## AIM 1
List each line of the records that contains the word "handle".
-- start EXCERPTED TEXT --
Homogenization, what it is in inequalities and how to utilize it to its fullest. I have just learnt about homogenization, however I don't really understand it and I can't really utilize it (https://artofproblemsolving.com/wiki/index.php/Homogenization this is where I learnt about it). Could you please explain to me how to use it optimally? Moreover I found a question on IMO 2020, which I believe can be solved using homogenization. It goes as follows:
Let the real numbers $a, b, c, d$ be such that $a\ge b\ge c \ge d >0$ and $a+b+c+d=1$. Prove that:
$(a+2b+3c+4d)a^ab^bc^cd^d<1$
I attempted to solve it by saying that RHS is equal to $(a+b+c+d)^a$, but then I realized that this doesn't help and it doesn't homogenize the inequality either. Then I tried using AM-GM on LHS and getting something which can be homogenized, however I did not succeed there either. Could you please explain to me how to use homogenization optimally and how this question could be solved using it?
 A: By AM-GM $$\prod_{cyc}a^a\leq\sum_{cyc}a^2.$$
Thus, it's enough to prove that $$(a+b+c+d)^3>(a+2b+3c+4d)(a^2+b^2+c^2+d^2),$$
which is obvious after full expanding.
A: Note that $a+2b+3c+4d \leqslant a + 3(b+c+d).$ Using the weighted AM-GM, we have
$$a^2 + b^2 + c^2 + d^2 \geqslant a^ab^bc^cd^d.$$
We need to show that
$$\left[a+3(b+c+d)\right](a^2 + b^2 + c^2 + d^2) \leqslant (a+b+c+d)^3,$$
equivalent to
$$2(b+c+d)\left[a(b+c+d)-b^2-c^2-d^2\right]+2(a+b+c+d)(bc+cd+db) \geqslant 0.$$
Which is true because $a \geqslant b \geqslant c \geqslant d.$
A: A way to work with homogeneizing an inequality is to substituite every variable $x$ by $x/R$.
-- end EXCERPTED TEXT --
-- start THE INPUT --
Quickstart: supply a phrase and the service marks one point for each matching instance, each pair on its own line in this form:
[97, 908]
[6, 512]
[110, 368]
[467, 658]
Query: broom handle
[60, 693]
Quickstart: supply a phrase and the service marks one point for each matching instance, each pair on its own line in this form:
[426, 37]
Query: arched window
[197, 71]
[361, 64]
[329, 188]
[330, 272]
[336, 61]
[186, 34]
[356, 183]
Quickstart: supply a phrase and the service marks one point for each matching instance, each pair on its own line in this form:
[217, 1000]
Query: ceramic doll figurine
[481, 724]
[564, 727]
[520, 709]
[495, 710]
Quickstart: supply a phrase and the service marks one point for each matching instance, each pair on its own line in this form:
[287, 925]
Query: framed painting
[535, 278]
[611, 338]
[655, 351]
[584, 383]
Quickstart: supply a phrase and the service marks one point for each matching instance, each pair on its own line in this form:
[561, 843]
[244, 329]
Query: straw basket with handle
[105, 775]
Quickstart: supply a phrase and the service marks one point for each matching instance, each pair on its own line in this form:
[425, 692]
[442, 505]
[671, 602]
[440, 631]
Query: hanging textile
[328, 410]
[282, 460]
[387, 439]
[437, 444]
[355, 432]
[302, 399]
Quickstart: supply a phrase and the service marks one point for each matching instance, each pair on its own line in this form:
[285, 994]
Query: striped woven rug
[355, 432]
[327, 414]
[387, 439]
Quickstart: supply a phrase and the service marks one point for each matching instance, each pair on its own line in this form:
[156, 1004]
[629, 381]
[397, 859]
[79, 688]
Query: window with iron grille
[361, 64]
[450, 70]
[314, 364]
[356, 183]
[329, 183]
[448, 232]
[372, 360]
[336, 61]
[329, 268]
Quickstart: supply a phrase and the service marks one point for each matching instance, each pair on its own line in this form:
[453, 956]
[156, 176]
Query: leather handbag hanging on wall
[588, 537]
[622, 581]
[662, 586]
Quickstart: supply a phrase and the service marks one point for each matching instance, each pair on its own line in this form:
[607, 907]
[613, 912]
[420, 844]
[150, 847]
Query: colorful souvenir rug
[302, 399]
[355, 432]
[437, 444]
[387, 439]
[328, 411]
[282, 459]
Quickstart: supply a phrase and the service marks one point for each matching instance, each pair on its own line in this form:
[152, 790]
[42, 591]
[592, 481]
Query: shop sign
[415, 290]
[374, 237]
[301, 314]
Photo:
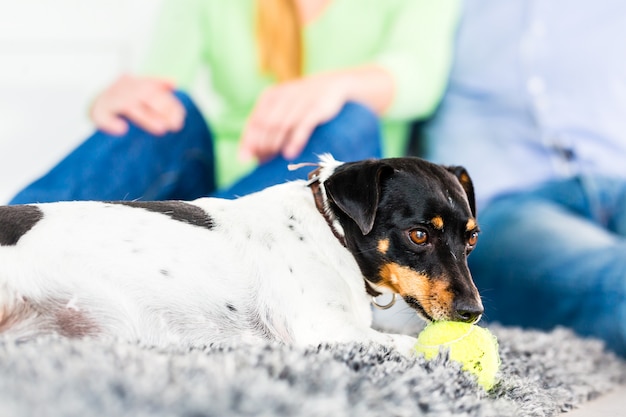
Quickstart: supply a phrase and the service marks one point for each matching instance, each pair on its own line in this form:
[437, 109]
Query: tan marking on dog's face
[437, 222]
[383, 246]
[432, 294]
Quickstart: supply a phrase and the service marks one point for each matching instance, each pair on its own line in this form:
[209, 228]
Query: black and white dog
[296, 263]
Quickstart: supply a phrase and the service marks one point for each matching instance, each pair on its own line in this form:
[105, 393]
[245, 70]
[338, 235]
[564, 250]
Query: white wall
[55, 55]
-- end THE INPUT --
## AIM 2
Continue the forum thread on homogenization in inequalities, picking up right after its final sentence.

## EXERCISE RESULT 1
Query: broom handle
Query: straw basket with handle

## EXERCISE RESULT 2
This way we have $a/R+b/R+c/R+d/R=1$ and
$(a/R+2b/R+3c/R+4d/R)(a/R)^{a/R}(b/R)^{b/R}(c/R)^{c/R}(d/R)^{d/R}<1$
Or, by substituting $R=a+b+c+d$,
$(a+2b+3c+4d)/(a+b+c+d)(a/R)^{a/R}(b/R)^{b/R}(c/R)^{c/R}(d/R)^{d/R}<1$
$(a+2b+3c+4d)/(a+b+c+d) \cdot ((a/R)^{a}(b/R)^{b}(c/R)^{c}(d/R)^{d})^{1/R}<1$
$(a+2b+3c+4d)/(a+b+c+d) \cdot \left(\frac{a^ab^bc^cd^d}{R^{a+b+c+d}}\right)^{1/R}<1$
$(a+2b+3c+4d)/(a+b+c+d) \cdot \left(\frac{(a^ab^bc^cd^d)^{1/R}}{R}\right)<1$
$(a+2b+3c+4d)\cdot (a^ab^bc^cd^d)^{1/(a+b+c+d)}<(a+b+c+d)^2$
And well, man, this is ugly! But it is homogeneous as desired.
Anyway, I think there is only one possible solution for this: use
$(a^ab^bc^cd^d)^{1/(a+b+c+d)} \leq \frac{aa+bb+cc+dd}{a+b+c+d} $
and prove that
$(a+2b+3c+4d)\cdot (a^2+b^2+c^2+d^2)<(a+b+c+d)^3$.
You can use the infamous Bulldozer Technique: substitutions!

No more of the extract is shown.